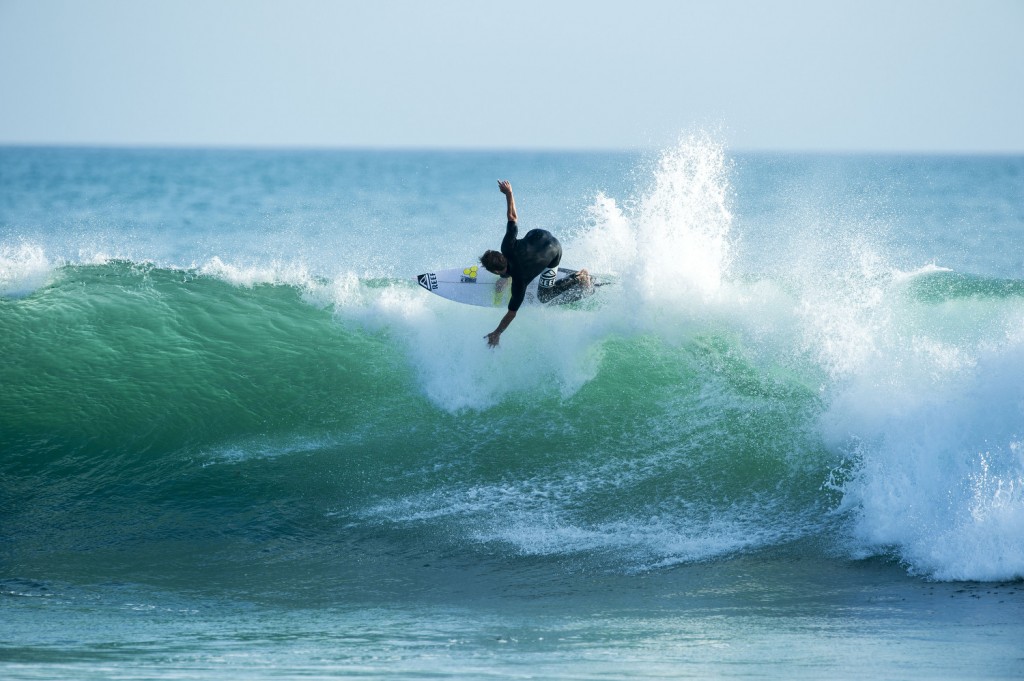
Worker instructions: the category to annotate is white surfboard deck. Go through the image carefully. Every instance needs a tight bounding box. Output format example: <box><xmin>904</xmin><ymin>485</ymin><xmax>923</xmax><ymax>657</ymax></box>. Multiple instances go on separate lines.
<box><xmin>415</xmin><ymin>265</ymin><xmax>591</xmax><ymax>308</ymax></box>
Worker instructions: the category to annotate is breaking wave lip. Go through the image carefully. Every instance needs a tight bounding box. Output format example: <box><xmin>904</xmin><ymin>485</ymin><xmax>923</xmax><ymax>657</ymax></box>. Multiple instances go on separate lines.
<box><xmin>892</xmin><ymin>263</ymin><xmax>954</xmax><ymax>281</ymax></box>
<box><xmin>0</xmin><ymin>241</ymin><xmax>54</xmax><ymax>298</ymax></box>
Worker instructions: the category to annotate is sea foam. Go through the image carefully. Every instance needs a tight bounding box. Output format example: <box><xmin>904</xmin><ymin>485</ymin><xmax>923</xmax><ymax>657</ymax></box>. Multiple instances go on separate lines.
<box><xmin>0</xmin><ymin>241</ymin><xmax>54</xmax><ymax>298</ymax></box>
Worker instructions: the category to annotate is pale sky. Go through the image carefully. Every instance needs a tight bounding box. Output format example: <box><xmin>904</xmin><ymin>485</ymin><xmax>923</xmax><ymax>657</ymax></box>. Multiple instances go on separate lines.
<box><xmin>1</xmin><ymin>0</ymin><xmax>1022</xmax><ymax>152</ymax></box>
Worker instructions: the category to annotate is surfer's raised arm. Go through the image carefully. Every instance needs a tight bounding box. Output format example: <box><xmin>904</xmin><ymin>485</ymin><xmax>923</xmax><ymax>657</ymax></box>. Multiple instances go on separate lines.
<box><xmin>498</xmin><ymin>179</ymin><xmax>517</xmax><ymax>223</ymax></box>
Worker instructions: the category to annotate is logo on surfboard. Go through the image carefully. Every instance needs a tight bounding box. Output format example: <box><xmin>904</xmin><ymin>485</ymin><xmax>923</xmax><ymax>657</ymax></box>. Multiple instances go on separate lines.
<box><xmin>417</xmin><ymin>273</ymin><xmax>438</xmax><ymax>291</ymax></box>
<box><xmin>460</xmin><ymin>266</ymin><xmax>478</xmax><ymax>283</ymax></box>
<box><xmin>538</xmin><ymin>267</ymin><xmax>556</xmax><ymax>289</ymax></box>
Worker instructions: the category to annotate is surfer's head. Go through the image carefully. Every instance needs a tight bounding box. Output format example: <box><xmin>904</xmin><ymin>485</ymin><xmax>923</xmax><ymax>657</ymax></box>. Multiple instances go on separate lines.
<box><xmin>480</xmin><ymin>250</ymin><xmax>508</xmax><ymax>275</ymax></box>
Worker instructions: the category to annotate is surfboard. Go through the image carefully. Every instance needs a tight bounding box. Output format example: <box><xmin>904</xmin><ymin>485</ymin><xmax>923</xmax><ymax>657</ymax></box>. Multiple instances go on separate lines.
* * *
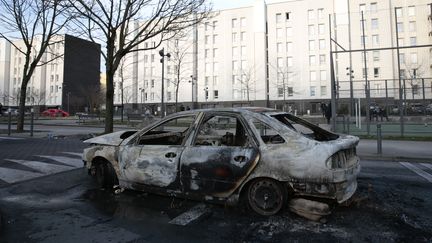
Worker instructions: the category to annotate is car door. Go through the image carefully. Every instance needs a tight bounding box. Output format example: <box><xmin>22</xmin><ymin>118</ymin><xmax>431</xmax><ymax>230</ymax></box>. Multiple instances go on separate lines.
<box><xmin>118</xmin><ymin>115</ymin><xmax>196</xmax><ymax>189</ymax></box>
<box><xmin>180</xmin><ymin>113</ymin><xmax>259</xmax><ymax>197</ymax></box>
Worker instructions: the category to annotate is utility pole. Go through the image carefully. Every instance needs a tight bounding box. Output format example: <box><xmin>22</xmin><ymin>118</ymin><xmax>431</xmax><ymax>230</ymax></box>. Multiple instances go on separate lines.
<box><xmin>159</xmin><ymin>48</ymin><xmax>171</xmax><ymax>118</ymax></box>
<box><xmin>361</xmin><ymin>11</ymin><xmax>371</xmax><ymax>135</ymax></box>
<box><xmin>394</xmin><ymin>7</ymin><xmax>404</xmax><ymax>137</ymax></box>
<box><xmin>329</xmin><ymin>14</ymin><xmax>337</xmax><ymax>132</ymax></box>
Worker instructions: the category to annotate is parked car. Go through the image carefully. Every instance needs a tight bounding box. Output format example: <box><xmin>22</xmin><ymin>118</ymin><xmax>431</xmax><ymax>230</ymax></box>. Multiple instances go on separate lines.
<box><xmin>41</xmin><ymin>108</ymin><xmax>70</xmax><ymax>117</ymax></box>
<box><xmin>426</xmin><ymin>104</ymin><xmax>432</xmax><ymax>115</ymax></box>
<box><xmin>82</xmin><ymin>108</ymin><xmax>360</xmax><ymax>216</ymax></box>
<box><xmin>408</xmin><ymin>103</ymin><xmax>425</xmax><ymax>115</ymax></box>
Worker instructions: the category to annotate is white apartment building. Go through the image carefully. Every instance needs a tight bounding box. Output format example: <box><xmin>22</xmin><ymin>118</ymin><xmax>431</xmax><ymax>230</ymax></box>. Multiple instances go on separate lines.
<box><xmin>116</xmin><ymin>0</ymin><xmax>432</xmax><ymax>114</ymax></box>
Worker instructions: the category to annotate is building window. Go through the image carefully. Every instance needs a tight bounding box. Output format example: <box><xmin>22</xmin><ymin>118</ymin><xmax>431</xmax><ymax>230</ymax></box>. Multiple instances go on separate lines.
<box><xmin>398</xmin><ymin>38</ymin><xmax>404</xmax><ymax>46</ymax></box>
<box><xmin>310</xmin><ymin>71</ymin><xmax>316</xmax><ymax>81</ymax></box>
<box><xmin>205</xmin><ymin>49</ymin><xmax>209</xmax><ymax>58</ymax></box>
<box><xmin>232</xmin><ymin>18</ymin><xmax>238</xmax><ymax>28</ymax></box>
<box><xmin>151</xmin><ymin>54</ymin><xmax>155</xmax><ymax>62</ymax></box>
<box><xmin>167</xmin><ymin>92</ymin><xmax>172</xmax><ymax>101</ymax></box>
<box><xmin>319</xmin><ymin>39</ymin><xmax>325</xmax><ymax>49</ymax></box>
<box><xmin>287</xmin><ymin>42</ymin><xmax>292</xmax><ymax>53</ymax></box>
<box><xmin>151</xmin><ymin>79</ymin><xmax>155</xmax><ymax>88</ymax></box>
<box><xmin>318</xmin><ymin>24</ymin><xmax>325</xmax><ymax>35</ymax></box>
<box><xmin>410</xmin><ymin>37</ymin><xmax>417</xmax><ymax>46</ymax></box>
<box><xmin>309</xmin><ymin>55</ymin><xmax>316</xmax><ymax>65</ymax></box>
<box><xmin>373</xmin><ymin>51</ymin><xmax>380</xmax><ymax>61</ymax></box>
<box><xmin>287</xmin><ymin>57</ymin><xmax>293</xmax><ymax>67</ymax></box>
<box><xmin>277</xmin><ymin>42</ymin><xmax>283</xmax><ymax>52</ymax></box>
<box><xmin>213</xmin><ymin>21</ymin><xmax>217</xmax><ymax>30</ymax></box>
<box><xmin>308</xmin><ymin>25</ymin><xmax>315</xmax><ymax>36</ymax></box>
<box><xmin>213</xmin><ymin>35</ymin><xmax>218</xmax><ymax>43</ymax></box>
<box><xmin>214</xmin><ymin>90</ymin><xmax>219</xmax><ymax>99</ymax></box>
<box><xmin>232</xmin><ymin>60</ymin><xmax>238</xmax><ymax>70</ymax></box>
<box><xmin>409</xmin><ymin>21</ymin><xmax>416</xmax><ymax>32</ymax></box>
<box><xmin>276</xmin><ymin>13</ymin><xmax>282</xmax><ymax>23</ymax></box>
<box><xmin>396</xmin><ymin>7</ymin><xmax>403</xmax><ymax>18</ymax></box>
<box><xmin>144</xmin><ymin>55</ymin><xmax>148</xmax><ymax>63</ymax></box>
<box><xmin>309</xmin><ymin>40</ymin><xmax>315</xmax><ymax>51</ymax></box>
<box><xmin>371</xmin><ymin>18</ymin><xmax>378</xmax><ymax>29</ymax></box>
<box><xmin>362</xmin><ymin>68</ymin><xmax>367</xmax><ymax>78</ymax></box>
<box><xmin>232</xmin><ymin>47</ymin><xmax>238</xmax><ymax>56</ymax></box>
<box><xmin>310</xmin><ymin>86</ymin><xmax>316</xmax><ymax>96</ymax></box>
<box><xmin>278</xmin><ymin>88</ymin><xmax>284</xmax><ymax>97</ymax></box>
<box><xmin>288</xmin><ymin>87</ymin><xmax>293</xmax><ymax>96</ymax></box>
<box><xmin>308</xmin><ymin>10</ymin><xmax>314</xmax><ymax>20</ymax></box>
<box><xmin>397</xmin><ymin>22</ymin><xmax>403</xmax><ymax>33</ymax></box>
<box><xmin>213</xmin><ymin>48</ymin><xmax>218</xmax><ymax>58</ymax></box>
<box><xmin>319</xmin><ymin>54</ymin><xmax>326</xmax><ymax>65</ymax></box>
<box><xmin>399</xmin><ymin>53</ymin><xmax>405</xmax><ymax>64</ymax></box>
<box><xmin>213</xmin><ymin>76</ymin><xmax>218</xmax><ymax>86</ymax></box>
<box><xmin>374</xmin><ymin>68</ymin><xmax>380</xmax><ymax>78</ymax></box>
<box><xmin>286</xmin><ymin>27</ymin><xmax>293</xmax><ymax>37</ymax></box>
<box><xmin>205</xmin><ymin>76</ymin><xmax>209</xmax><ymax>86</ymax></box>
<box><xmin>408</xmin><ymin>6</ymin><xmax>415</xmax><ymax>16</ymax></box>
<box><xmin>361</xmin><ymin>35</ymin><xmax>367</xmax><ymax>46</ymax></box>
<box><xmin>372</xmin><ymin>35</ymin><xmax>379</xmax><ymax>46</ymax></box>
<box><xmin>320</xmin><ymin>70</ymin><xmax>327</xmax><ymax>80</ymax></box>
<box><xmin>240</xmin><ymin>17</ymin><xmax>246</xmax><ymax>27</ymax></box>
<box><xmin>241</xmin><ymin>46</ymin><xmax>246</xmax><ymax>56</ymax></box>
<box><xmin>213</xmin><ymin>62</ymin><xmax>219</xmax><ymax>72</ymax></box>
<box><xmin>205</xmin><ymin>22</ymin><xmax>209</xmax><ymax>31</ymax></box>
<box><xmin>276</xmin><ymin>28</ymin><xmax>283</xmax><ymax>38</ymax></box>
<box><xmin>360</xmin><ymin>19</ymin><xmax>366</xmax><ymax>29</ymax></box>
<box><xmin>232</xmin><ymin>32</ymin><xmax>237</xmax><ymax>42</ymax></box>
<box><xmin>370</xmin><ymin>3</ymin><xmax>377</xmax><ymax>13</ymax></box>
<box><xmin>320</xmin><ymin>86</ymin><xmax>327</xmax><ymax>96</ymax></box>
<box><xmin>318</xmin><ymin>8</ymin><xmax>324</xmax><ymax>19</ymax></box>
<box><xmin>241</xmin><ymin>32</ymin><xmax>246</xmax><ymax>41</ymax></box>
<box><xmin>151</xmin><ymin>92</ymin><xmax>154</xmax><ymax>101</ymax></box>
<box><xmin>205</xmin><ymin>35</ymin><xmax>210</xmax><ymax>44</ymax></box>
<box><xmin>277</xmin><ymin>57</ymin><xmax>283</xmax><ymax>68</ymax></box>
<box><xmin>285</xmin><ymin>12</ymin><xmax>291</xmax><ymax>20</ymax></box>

## Your task:
Give back exactly the lines above, from the line containing "Worker instructions: the category to annotate is surfer's head." through the line containing "Worker instructions: the category to annotate is surfboard.", with both end lines and nothing more.

## Exercise result:
Worker instructions: the category to annotate is surfer's head. Go through the image carefully. Every instance needs a tight bounding box. Output format example: <box><xmin>904</xmin><ymin>485</ymin><xmax>923</xmax><ymax>657</ymax></box>. Multiple instances go on separate lines.
<box><xmin>480</xmin><ymin>250</ymin><xmax>508</xmax><ymax>275</ymax></box>
Worker instructions: the category to annotate is surfboard. Go through the image carefully. Every instance needs a tight bounding box. Output format example: <box><xmin>904</xmin><ymin>485</ymin><xmax>923</xmax><ymax>657</ymax></box>. Multiple instances go on separate lines.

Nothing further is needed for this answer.